DATA ROWS —
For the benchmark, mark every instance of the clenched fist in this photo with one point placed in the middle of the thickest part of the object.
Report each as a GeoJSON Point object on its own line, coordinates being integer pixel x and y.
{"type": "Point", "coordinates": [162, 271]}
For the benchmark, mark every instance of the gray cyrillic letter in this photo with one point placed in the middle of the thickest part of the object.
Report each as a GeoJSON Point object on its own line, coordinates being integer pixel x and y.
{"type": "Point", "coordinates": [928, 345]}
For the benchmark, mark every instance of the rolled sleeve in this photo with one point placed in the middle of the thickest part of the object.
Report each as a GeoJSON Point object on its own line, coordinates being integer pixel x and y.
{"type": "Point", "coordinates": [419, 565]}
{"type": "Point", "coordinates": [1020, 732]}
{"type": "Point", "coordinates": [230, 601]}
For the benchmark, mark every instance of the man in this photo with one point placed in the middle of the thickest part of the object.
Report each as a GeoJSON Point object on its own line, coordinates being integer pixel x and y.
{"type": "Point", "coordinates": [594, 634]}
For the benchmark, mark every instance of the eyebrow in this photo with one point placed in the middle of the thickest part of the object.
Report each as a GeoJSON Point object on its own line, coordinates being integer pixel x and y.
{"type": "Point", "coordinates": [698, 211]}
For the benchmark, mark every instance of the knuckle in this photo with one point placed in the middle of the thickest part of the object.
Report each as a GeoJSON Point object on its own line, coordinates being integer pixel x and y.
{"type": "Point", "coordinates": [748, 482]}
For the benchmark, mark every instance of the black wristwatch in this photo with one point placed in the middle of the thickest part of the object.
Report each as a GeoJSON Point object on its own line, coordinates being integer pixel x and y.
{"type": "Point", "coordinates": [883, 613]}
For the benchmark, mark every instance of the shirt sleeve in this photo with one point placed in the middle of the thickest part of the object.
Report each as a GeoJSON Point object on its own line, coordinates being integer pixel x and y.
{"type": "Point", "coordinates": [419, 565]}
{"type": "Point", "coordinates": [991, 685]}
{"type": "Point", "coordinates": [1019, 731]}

TASK INSTRUCTIONS — Copy out everything in the listing from the line containing "For the benchmark, mark every instance of the knuckle" down to its end, unchanged.

WRITTEN SOLUTION —
For the benchmark, mark every instance of the knuckle in this photo with one point placed in the middle of the thickest part of the object.
Report each as a GeoJSON Point object on its own line, coordinates being integer pixel x and y.
{"type": "Point", "coordinates": [748, 482]}
For the benchmark, mark every instance of the black wristwatch in this photo with one point placed in the middle of the thickest part of the object.
Report each as a GeoJSON Point object on its own line, coordinates being integer pixel x and y.
{"type": "Point", "coordinates": [883, 613]}
For the benchmark, mark every instance of the shirt sleeve in this photo with one point placed in the middle of the thickest part of the object.
Report each as a GeoJSON Point object on its own line, coordinates being integer pixel x and y.
{"type": "Point", "coordinates": [419, 565]}
{"type": "Point", "coordinates": [991, 685]}
{"type": "Point", "coordinates": [1019, 731]}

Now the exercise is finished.